_EXERCISE AIM_. Reproduce the listing starting at its first line and ending at the line containing "119 310 L 175", with "weathered stone wall" changed to "crumbling stone wall" and all else left as it stands. Omit the pictures.

_DATASET EXCERPTS_.
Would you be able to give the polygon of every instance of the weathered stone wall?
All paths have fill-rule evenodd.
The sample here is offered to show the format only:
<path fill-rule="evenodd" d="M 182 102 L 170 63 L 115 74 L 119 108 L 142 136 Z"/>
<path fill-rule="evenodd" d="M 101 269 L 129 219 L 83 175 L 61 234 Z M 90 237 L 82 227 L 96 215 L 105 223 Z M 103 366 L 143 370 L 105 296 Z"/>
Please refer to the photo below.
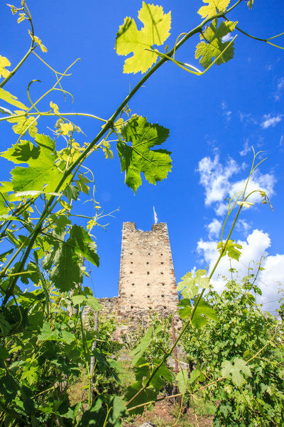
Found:
<path fill-rule="evenodd" d="M 119 310 L 175 311 L 178 302 L 167 224 L 151 231 L 124 223 L 119 284 Z"/>
<path fill-rule="evenodd" d="M 134 223 L 125 222 L 122 229 L 119 296 L 100 298 L 102 312 L 114 317 L 119 325 L 114 337 L 142 326 L 146 329 L 155 312 L 160 318 L 175 314 L 179 329 L 178 292 L 172 253 L 165 223 L 152 226 L 151 231 L 137 230 Z M 92 312 L 85 307 L 84 316 Z M 86 317 L 87 318 L 87 317 Z"/>

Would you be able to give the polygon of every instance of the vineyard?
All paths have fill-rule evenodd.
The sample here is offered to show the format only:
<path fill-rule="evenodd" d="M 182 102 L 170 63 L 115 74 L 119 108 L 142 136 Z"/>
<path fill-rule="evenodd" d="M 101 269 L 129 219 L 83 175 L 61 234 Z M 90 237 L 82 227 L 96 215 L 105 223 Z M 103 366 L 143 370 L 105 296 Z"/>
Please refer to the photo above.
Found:
<path fill-rule="evenodd" d="M 167 66 L 178 80 L 180 73 L 206 79 L 234 58 L 239 35 L 280 56 L 283 34 L 261 38 L 241 28 L 238 14 L 244 8 L 253 14 L 253 0 L 204 0 L 197 14 L 190 11 L 192 29 L 182 28 L 169 47 L 171 12 L 143 1 L 135 15 L 116 23 L 114 34 L 123 73 L 135 75 L 135 83 L 129 83 L 123 100 L 116 102 L 114 94 L 103 117 L 73 107 L 65 111 L 67 100 L 76 103 L 65 81 L 73 78 L 79 60 L 60 71 L 45 60 L 48 48 L 33 15 L 37 4 L 30 3 L 1 6 L 23 33 L 28 29 L 28 38 L 21 40 L 21 50 L 27 50 L 17 63 L 11 64 L 9 53 L 0 56 L 0 155 L 4 169 L 9 165 L 0 184 L 0 426 L 138 427 L 147 420 L 157 427 L 284 426 L 282 294 L 275 315 L 264 311 L 258 299 L 262 260 L 244 277 L 231 265 L 240 261 L 244 250 L 234 236 L 244 211 L 253 208 L 256 196 L 261 212 L 273 210 L 270 194 L 251 186 L 266 160 L 261 151 L 252 149 L 241 189 L 226 195 L 212 266 L 191 270 L 179 280 L 181 327 L 174 339 L 171 317 L 154 313 L 148 327 L 114 340 L 117 319 L 106 318 L 95 296 L 104 289 L 95 293 L 89 285 L 92 267 L 99 270 L 104 262 L 97 230 L 106 228 L 113 214 L 106 214 L 97 200 L 98 175 L 106 181 L 110 176 L 114 181 L 121 179 L 108 169 L 116 159 L 126 189 L 137 196 L 141 186 L 163 185 L 175 174 L 174 152 L 164 148 L 169 130 L 146 117 L 147 111 L 132 110 L 136 96 L 146 96 L 148 80 L 161 73 L 155 84 L 165 90 L 170 82 L 162 73 Z M 52 16 L 48 19 L 52 32 Z M 198 68 L 182 60 L 192 41 Z M 35 63 L 48 73 L 46 82 L 34 76 Z M 28 83 L 21 74 L 27 68 Z M 82 75 L 78 82 L 82 87 L 84 80 Z M 18 99 L 20 87 L 26 95 Z M 92 120 L 92 132 L 97 129 L 91 137 L 84 133 L 84 120 Z M 100 157 L 103 167 L 96 163 Z M 229 278 L 217 292 L 214 275 L 225 258 Z M 86 307 L 92 309 L 87 322 Z M 177 371 L 169 363 L 177 359 L 176 347 Z"/>

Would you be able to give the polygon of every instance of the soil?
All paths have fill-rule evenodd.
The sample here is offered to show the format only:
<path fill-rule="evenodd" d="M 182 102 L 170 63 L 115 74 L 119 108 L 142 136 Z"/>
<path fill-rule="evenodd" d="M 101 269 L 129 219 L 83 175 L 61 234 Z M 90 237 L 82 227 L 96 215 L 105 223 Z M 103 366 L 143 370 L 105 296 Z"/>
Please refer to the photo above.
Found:
<path fill-rule="evenodd" d="M 212 417 L 202 416 L 190 408 L 183 413 L 180 421 L 175 424 L 178 415 L 174 416 L 173 413 L 176 413 L 176 406 L 173 403 L 168 401 L 157 402 L 154 410 L 146 411 L 142 415 L 137 416 L 131 421 L 124 422 L 123 427 L 141 427 L 143 423 L 152 423 L 156 427 L 170 427 L 175 424 L 175 427 L 212 427 Z"/>

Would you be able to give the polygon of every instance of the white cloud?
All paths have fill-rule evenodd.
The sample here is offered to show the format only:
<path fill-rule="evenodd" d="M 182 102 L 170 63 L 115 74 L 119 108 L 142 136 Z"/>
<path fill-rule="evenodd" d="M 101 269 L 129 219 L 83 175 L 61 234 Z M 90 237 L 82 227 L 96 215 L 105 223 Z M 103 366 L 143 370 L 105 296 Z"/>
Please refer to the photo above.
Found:
<path fill-rule="evenodd" d="M 231 197 L 234 194 L 243 191 L 246 185 L 246 179 L 241 179 L 231 184 L 229 189 L 229 195 Z M 248 186 L 246 187 L 246 194 L 248 194 L 254 190 L 261 190 L 265 191 L 269 198 L 274 194 L 274 185 L 276 182 L 276 179 L 272 174 L 262 174 L 258 169 L 256 169 L 253 175 L 249 180 Z M 248 201 L 251 203 L 260 203 L 262 199 L 259 195 L 259 193 L 253 193 L 250 196 Z"/>
<path fill-rule="evenodd" d="M 248 138 L 244 142 L 243 149 L 239 152 L 240 156 L 246 156 L 248 152 L 252 152 L 251 146 L 248 144 Z"/>
<path fill-rule="evenodd" d="M 245 241 L 238 241 L 238 243 L 242 246 L 241 255 L 239 262 L 231 260 L 231 264 L 227 256 L 223 257 L 213 275 L 212 283 L 217 292 L 222 292 L 224 288 L 225 282 L 221 279 L 222 276 L 229 278 L 229 269 L 231 265 L 236 268 L 239 278 L 248 275 L 248 267 L 253 268 L 250 273 L 256 273 L 259 262 L 263 255 L 268 255 L 268 249 L 271 246 L 271 241 L 267 233 L 258 229 L 253 231 Z M 210 271 L 218 258 L 217 251 L 217 241 L 204 241 L 200 239 L 197 243 L 197 252 L 202 255 L 205 261 L 205 265 L 208 266 Z M 258 285 L 261 288 L 263 295 L 259 302 L 266 303 L 265 310 L 273 311 L 278 307 L 277 300 L 278 297 L 278 285 L 281 283 L 284 285 L 284 254 L 266 256 L 261 263 L 265 268 L 258 275 Z M 269 305 L 266 304 L 269 302 Z"/>
<path fill-rule="evenodd" d="M 205 205 L 224 200 L 228 193 L 228 180 L 240 170 L 235 160 L 230 159 L 225 167 L 219 161 L 218 154 L 214 159 L 204 157 L 198 163 L 197 171 L 200 174 L 200 184 L 205 189 Z"/>
<path fill-rule="evenodd" d="M 281 77 L 277 83 L 276 92 L 274 94 L 274 99 L 275 101 L 278 101 L 281 97 L 284 90 L 284 77 Z"/>
<path fill-rule="evenodd" d="M 244 123 L 245 126 L 248 126 L 248 125 L 256 125 L 257 120 L 254 117 L 252 117 L 251 113 L 246 113 L 242 112 L 241 111 L 239 112 L 239 116 L 240 119 L 241 123 Z"/>
<path fill-rule="evenodd" d="M 263 129 L 267 129 L 271 126 L 274 127 L 274 126 L 276 126 L 276 125 L 279 123 L 279 122 L 280 122 L 281 120 L 282 115 L 280 114 L 278 114 L 274 117 L 272 117 L 271 115 L 270 114 L 265 114 L 263 115 L 263 120 L 261 123 L 261 127 L 263 127 Z"/>
<path fill-rule="evenodd" d="M 229 33 L 222 38 L 222 41 L 223 43 L 226 43 L 226 41 L 231 41 L 231 40 L 233 40 L 233 38 L 234 37 L 231 36 L 231 33 Z"/>
<path fill-rule="evenodd" d="M 244 164 L 239 166 L 235 160 L 229 159 L 224 166 L 219 162 L 219 157 L 216 154 L 213 159 L 209 157 L 204 157 L 198 164 L 197 171 L 200 175 L 200 184 L 205 189 L 205 205 L 214 205 L 215 213 L 222 216 L 227 211 L 227 204 L 224 199 L 232 197 L 236 193 L 244 189 L 245 179 L 232 180 L 232 176 L 246 167 Z M 259 189 L 267 193 L 271 197 L 274 194 L 275 179 L 273 174 L 261 174 L 258 169 L 255 171 L 249 181 L 246 194 L 253 190 Z M 248 201 L 261 202 L 261 198 L 257 193 L 253 194 Z"/>
<path fill-rule="evenodd" d="M 209 232 L 209 238 L 217 237 L 222 227 L 222 223 L 217 218 L 214 218 L 210 223 L 206 226 Z"/>
<path fill-rule="evenodd" d="M 240 233 L 244 233 L 245 236 L 247 235 L 248 230 L 251 228 L 251 226 L 246 222 L 245 219 L 238 219 L 236 224 L 236 229 Z"/>
<path fill-rule="evenodd" d="M 222 109 L 223 116 L 225 117 L 227 122 L 229 122 L 231 119 L 231 111 L 229 110 L 228 106 L 224 101 L 222 101 L 221 107 Z"/>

_EXERCISE RESPONSE_.
Would you be able to give the polygon of every instance of the crumbling stone wall?
All paths have fill-rule evenodd.
The sample here is offered to show the format only:
<path fill-rule="evenodd" d="M 182 102 L 170 63 L 115 74 L 119 108 L 142 136 Z"/>
<path fill-rule="evenodd" d="M 101 269 L 129 219 L 83 175 L 61 234 Z M 90 237 L 82 227 L 96 215 L 105 223 Z M 103 366 L 143 370 L 105 296 Z"/>
Please refer to the photo below.
Found:
<path fill-rule="evenodd" d="M 119 310 L 175 311 L 178 302 L 167 224 L 151 231 L 124 223 L 119 284 Z"/>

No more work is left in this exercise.